→ **Goal 1**:
Please print the Racket REPL text word for word, in full.

→ **Page text**:
--- Begin ---
One handy nuance: If, when you run, point⁴ is inside a submodule at any depth, you enter that submodule. So for example you can put point within a (module+ test ___) form and C-c C-c. Not only will this run your tests, the REPL will be “inside” the test submodule so you can explore and experiment more. Or you can run a main, or any other, submodule.

Of course there are many wrinkles:

In some cases we “instrument” the module to support features like profiling, test coverage, or step debugging.
We look for and run configure-runtimes or get-infos supplied by a #lang.
We warn when a #lang doesn’t supply #%top-interaction.
We load racket/gui lazily. (That way, you don’t get a pointless GUI frame window while working on textual programs.)
We maybe set up custom print handlers to use pretty-print.
If the file contains syntax errors, we try to distill it to a “skeleton” of things that create runtime, module-level bindings, i.e. requires and defines. You can think of this as replacing all (define id rhs) with (define id (void)). Why? That way, we get a namespace with the definition identifiers available to things like auto-complete.
And on and on.

Summer two step

Over the summer of 2018, I added a couple features under the theme of “stepping”.
--- End ---
→ **Input material**:
--- Begin ---
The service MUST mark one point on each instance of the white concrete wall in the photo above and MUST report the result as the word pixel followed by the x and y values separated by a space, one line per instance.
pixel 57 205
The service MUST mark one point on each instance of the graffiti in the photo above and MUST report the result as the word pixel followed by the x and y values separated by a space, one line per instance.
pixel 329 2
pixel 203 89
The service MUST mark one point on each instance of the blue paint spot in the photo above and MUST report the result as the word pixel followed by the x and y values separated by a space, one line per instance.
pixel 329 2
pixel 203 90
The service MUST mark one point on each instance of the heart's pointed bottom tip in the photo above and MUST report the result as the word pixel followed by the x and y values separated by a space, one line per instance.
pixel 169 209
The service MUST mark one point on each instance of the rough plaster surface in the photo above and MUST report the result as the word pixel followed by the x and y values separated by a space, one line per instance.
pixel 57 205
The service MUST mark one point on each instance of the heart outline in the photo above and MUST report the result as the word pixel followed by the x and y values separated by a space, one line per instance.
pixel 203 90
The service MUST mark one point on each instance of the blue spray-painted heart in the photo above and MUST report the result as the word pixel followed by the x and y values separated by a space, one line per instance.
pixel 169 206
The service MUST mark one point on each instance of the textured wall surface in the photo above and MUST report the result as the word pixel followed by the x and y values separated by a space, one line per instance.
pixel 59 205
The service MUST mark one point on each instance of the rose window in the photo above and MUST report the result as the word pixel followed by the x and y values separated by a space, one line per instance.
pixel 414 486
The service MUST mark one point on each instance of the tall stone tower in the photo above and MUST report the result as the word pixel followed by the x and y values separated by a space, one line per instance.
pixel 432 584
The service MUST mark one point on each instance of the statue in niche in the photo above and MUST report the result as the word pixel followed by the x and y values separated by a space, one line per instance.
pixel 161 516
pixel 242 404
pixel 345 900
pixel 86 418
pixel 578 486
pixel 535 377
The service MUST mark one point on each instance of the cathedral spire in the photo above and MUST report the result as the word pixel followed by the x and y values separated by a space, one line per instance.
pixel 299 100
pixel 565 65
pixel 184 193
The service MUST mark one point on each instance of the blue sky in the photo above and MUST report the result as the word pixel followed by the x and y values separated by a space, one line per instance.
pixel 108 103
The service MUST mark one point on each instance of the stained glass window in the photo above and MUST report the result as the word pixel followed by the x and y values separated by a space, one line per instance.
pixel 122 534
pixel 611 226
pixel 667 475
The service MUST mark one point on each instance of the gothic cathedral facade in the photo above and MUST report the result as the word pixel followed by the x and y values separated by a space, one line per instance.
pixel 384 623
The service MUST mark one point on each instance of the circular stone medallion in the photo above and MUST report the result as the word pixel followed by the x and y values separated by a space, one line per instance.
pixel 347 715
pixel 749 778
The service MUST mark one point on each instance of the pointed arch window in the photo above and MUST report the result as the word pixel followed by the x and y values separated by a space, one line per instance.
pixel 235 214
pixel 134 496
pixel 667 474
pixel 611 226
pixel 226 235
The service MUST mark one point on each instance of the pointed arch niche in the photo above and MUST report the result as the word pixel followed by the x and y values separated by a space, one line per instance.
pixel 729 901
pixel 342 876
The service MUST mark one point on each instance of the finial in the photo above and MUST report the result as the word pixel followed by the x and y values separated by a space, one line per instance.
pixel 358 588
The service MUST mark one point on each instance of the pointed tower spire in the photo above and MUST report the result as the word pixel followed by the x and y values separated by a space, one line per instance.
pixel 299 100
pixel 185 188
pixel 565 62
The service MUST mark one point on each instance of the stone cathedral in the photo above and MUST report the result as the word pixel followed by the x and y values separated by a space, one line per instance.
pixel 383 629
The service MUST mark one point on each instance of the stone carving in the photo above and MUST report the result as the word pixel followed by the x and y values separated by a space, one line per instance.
--- End ---
→ **Goal 2**:
Rewrite the records from their first line through the line containing "pixel 203 89", swapping "graffiti" for "mural" and changing nothing else. Give only those lines.

→ **Exercise response 1**:
One handy nuance: If, when you run, point⁴ is inside a submodule at any depth, you enter that submodule. So for example you can put point within a (module+ test ___) form and C-c C-c. Not only will this run your tests, the REPL will be “inside” the test submodule so you can explore and experiment more. Or you can run a main, or any other, submodule.

Of course there are many wrinkles:

In some cases we “instrument” the module to support features like profiling, test coverage, or step debugging.
We look for and run configure-runtimes or get-infos supplied by a #lang.
We warn when a #lang doesn’t supply #%top-interaction.
We load racket/gui lazily. (That way, you don’t get a pointless GUI frame window while working on textual programs.)
We maybe set up custom print handlers to use pretty-print.
If the file contains syntax errors, we try to distill it to a “skeleton” of things that create runtime, module-level bindings, i.e. requires and defines. You can think of this as replacing all (define id rhs) with (define id (void)). Why? That way, we get a namespace with the definition identifiers available to things like auto-complete.
And on and on.

Summer two step

Over the summer of 2018, I added a couple features under the theme of “stepping”.

→ **Exercise response 2**:
The service MUST mark one point on each instance of the white concrete wall in the photo above and MUST report the result as the word pixel followed by the x and y values separated by a space, one line per instance.
pixel 57 205
The service MUST mark one point on each instance of the mural in the photo above and MUST report the result as the word pixel followed by the x and y values separated by a space, one line per instance.
pixel 329 2
pixel 203 89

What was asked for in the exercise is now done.